§ Extracted material

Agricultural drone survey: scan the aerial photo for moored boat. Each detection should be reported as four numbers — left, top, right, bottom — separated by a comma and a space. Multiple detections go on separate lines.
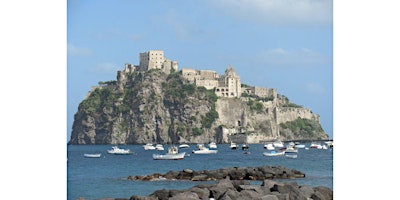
153, 146, 186, 160
285, 154, 298, 159
209, 142, 217, 149
229, 142, 238, 150
84, 153, 102, 158
107, 146, 133, 155
143, 143, 156, 150
178, 144, 190, 149
155, 144, 164, 151
192, 144, 218, 154
263, 150, 285, 157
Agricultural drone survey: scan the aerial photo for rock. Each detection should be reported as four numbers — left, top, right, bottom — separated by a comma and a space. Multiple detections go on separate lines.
168, 191, 199, 200
129, 165, 305, 181
311, 186, 333, 200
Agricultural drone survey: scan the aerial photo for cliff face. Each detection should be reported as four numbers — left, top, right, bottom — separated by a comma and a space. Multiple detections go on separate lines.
68, 69, 328, 145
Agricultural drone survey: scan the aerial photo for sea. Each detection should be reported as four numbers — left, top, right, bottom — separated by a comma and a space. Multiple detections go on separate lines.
67, 143, 333, 200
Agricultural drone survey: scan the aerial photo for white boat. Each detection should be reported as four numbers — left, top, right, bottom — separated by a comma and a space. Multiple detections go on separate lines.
264, 143, 275, 150
241, 144, 249, 150
192, 144, 218, 154
209, 142, 217, 149
310, 142, 322, 149
263, 150, 285, 157
229, 142, 238, 150
285, 154, 298, 159
273, 140, 284, 148
294, 144, 306, 149
178, 144, 190, 149
84, 153, 102, 158
107, 146, 133, 155
143, 143, 156, 150
155, 144, 164, 151
285, 144, 298, 153
153, 146, 186, 160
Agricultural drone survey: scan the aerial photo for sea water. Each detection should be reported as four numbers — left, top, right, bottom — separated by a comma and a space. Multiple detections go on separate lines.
67, 143, 333, 200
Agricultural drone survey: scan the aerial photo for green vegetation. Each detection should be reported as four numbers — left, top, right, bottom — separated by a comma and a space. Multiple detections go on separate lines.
279, 117, 324, 137
79, 87, 115, 114
201, 105, 219, 128
282, 102, 303, 108
246, 99, 264, 113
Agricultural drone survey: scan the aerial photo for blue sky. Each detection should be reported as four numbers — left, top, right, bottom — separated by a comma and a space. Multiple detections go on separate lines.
67, 0, 333, 141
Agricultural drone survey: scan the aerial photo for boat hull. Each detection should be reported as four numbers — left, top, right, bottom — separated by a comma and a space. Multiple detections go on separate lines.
84, 154, 102, 158
152, 152, 186, 160
263, 151, 285, 156
192, 150, 218, 154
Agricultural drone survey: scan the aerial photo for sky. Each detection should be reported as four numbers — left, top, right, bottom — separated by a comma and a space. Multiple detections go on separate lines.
67, 0, 333, 141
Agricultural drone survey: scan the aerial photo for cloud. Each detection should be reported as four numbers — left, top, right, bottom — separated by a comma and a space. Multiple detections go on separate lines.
212, 0, 333, 26
67, 44, 93, 56
89, 62, 120, 75
256, 48, 328, 67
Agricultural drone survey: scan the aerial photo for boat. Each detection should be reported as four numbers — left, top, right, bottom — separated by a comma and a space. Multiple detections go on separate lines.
143, 143, 156, 150
178, 144, 190, 149
155, 144, 164, 151
152, 146, 186, 160
84, 153, 102, 158
107, 146, 133, 155
263, 150, 285, 157
285, 154, 298, 159
294, 144, 306, 149
241, 144, 249, 150
310, 142, 322, 149
272, 140, 284, 148
264, 143, 275, 150
192, 144, 218, 154
209, 142, 217, 149
229, 142, 238, 150
284, 144, 298, 153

§ Your objective
Pictures do not belong in the copy; repeat the rest of the listing exactly.

§ Result for this exercise
Agricultural drone survey: scan the aerial photo for moored boat. Each detection should be reported as four numbers — left, top, right, bottom — separated by a comma and a space. Multiple detections go on separate lines.
153, 146, 186, 160
285, 154, 298, 159
209, 142, 217, 149
229, 142, 238, 150
84, 153, 102, 158
107, 146, 133, 155
143, 143, 156, 150
178, 144, 190, 149
155, 144, 164, 151
192, 144, 218, 154
263, 150, 285, 157
Agricultural drone survey: scan the aerial photo for rock. Each detection should be reported as four numbers — left, top, right, bottom — separated by a comma and a space. Multiple detections go on separate lines.
168, 191, 199, 200
129, 165, 305, 181
311, 186, 333, 200
Agricultural drone survey: scan the aerial photo for cliff face. Each detection should be reported as four numbers — left, top, right, bottom — separated by a comma and a space. Multiple detections go on separate lines.
68, 69, 328, 145
Agricultural drone survey: scan the aerial photo for sea. Each detection should be reported as four numbers — left, top, right, bottom — separated by a comma and a space. Multiple detections go on separate lines.
67, 143, 333, 200
Agricultural drone survey: scan the aerial photo for white boat. Each detection should be reported as four numbers — left, top, right, bottom — separated by a comma and a space. Multiple detections go on separate lines.
264, 143, 275, 150
241, 144, 249, 150
192, 144, 218, 154
209, 142, 217, 149
310, 142, 322, 149
263, 150, 285, 157
229, 142, 238, 150
285, 154, 298, 159
273, 140, 284, 148
294, 144, 306, 149
178, 144, 190, 149
84, 153, 102, 158
107, 146, 133, 155
143, 143, 156, 150
155, 144, 164, 151
285, 144, 298, 153
153, 146, 186, 160
Agricultural drone survey: scan the aerial photo for sea water. Each detection should be reported as four numbers — left, top, right, bottom — separated by a comma and a space. Multiple detections go on separate lines.
67, 143, 333, 200
Agricultural drone survey: scan the aerial photo for green vegetation. Each detection should be reported as four numbers — left, top, right, bottom — separated by a comma and a space. Multiple detections go on separate lines.
279, 117, 324, 137
79, 87, 115, 114
201, 105, 219, 128
282, 102, 303, 108
246, 99, 264, 113
Agricultural drone survey: scan the aerial photo for blue sky. Each detection should be reported as four numbers — left, top, right, bottom — separated by a comma and a space. Multiple detections go on separate lines.
67, 0, 333, 141
Agricultural drone survey: scan the aerial photo for boat hull. Each detection should be reported as four numbers — left, top, right, bottom — separated by a comma and a space. Multiple detections go on separate lines.
84, 154, 102, 158
152, 152, 186, 160
263, 151, 285, 156
192, 150, 218, 154
Agricultural drone survey: scan the aerial photo for sky. Each detection should be reported as four numbers — left, top, right, bottom — separated by a comma and a space. Multiple detections go on separate lines.
67, 0, 333, 141
Agricultural drone survey: scan the aerial photo for cloud. Each detection should be reported as four numbers — left, top, right, bottom — separated by a comma and a space. Multiple detections go on separate lines.
212, 0, 333, 26
67, 44, 93, 56
89, 62, 120, 75
256, 48, 328, 67
Agricultural drone survey: scan the aerial photo for boat. Each detection should be reported as four numbers — left, top, right, bottom — separated by a comma and a space. Multiple detections go on separate lines.
143, 143, 156, 150
178, 144, 190, 149
155, 144, 164, 151
152, 146, 186, 160
84, 153, 102, 158
107, 146, 133, 155
263, 150, 285, 157
285, 154, 298, 159
294, 144, 306, 149
241, 144, 249, 150
310, 142, 322, 149
272, 140, 284, 148
264, 143, 275, 150
192, 144, 218, 154
209, 142, 217, 149
229, 142, 238, 150
284, 144, 298, 153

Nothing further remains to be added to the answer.